WHAT TO DO ->
A – In the VoltMR setup guide, rewrite the paragraph that begins "Above example" as a short bulleted list that keeps its main facts.
B – In the VoltMR setup guide, change "pair read sequence" to "paired-end reads", and give everything from "hdfs dfs –put /path/to/fastq/directory" down to "separate fastq file." with that change made.

READING PASSAGE ->

*-*-*

3 Upload index files
hdfs dfs –put /path/to/ GRCh38withVirus/ /hdfs/path/to/ref/directory/
This reference directory are often access by the program. Increase the replication number of those files so as to each node have these files locally. Since we have 7 node in test environment,
hdfs dfs –setrep –R 7 /hdfs/path/to/ref/directory
4 Upload fastq file Also, upload fastq files.
hdfs dfs –put /path/to/fastq/directory /hdfs/path/to/some/fastq/directory
we assumed pair read sequence, so file have to have read1 and read2 set. Also, we assumed, each fastq file is generated for each 1 million to 4 million reads that is standard output for today’s illumine pipeline. If fastq file is not separated for 1 to 4 million, please separate fastq file.
5 Setting Yarn
Setting Yarn environment so as to, each mapper and reducer use 15-20GB memory and 5 to 8 core of CPU. By editing “mapred-site.xml” in hadoop directory. Below is example setting of “mapred-site.xml”
mapreduce.map.memory.mb 18432
mapreduce.reduce.memory.mb 18432
mapreduce.job.maps 21 (increase to adequate number of mapper ) mapreduce.job.reduces 21 (increase to adequate number of reducer ) mapreduce.map.java.opts -Xms10240m -Xmx17408m (this should less than mapreduce.map.memory.mb) mapreduce.reduce.java.opt -Xms10240m -Xmx17408m mapreduce.map.cpu.vcores 5 (5 to 8 according to env) mapreduce.reduce.cpu.vcores 5 (5 to 8 according to env)
Also, set yarn-site.xml so as to set mapper and reducer could run on YARN container.
Example,
yarn.nodemanager.resource.memory-mb 56320 yarn.scheduler.maximum-allocation-mb 56320
yarn.nodemanager.resource.cpu-vcores 15
Above example , the value we used on the cluster with , 7node x 16core CPU 64GB RAM. Optimal setting may vary for different environment but please set mapper and reducer so as to that can use 15-20GB memory and 5 to 8 core of CPU.
Running VoltMR
Create tsv files as follow and upload to hdfs.
Example,
1 /hdfs/path/to/fq1 /hdfs/path/to/fq2 true sample01 rg1 lib1 sample1 illumina N
2 /hdfs/path/to/fq1 /hdfs/path/to/fq2 true sample01 rg1 lib1 sample1 illumina N
3 /hdfs/path/to/fq1 /hdfs/path/to/fq2 true sample01 rg1 lib1 sample1 illumina N
4 /hdfs/path/to/fq1 /hdfs/path/to/fq2 true sample01 rg1 lib1 sample1 illumina N
5 /hdfs/path/to/fq1 /hdfs/path/to/fq2 true sample01 rg1 lib1 sample1 illumina N
DNA mapping (mapping, realignment,recal,sort,remove duplicate)
hadoop jar /localpath/to/VoltMR.xx.jar map –in /hdfs/path/to/input/fqlist –index /hdfs/path/to/ref/directory –out /hdfs/out/dir –t numThread
for adam output, use –format adam option
DNA mapping (mapping, realignment,recal,sort,remove duplicate)

*-*-*

SUPPLIED DATA ->
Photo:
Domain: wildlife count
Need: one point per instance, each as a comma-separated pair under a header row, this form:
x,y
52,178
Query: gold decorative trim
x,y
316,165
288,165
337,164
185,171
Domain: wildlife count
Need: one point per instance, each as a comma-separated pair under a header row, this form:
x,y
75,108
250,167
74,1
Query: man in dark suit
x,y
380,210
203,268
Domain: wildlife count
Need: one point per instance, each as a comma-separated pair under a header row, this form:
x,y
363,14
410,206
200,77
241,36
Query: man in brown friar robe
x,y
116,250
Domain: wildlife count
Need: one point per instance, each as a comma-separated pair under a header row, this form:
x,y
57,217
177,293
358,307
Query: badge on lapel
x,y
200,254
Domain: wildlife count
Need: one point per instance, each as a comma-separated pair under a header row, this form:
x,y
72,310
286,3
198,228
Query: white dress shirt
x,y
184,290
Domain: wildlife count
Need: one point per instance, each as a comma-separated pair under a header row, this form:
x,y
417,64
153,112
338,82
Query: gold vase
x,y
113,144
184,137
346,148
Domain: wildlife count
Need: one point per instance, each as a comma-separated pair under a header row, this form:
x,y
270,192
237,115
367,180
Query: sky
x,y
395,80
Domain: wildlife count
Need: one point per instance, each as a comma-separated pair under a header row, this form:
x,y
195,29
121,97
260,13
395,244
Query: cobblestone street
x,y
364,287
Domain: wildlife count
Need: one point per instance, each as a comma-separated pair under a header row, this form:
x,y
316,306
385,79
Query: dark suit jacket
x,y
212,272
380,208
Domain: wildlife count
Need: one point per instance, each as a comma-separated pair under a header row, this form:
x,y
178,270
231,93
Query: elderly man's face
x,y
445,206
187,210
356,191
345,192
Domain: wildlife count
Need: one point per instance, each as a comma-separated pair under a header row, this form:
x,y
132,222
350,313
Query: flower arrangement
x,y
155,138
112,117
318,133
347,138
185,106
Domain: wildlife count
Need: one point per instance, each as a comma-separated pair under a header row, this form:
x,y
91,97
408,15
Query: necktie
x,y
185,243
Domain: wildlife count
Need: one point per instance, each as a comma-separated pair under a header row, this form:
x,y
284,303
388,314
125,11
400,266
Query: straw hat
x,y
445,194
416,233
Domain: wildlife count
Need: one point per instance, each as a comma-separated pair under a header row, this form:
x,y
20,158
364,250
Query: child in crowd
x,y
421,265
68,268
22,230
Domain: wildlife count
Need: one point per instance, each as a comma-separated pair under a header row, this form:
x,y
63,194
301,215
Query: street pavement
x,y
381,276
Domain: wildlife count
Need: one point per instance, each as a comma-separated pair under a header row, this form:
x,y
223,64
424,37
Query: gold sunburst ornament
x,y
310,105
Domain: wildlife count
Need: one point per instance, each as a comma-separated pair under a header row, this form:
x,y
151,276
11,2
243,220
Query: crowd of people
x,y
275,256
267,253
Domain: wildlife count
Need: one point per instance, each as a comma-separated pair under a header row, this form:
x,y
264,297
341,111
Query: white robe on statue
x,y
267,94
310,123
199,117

*-*-*

ACTIVITY ANSWERS ->
A –
- The example values were used on a cluster of 7 nodes, each with a 16-core CPU and 64GB RAM.
- The best settings may differ from one environment to another.
- Mappers and reducers should be set so each can use 15-20GB of memory and 5 to 8 CPU cores.

B –
hdfs dfs –put /path/to/fastq/directory /hdfs/path/to/some/fastq/directory
we assumed paired-end reads, so file have to have read1 and read2 set. Also, we assumed, each fastq file is generated for each 1 million to 4 million reads that is standard output for today’s illumine pipeline. If fastq file is not separated for 1 to 4 million, please separate fastq file.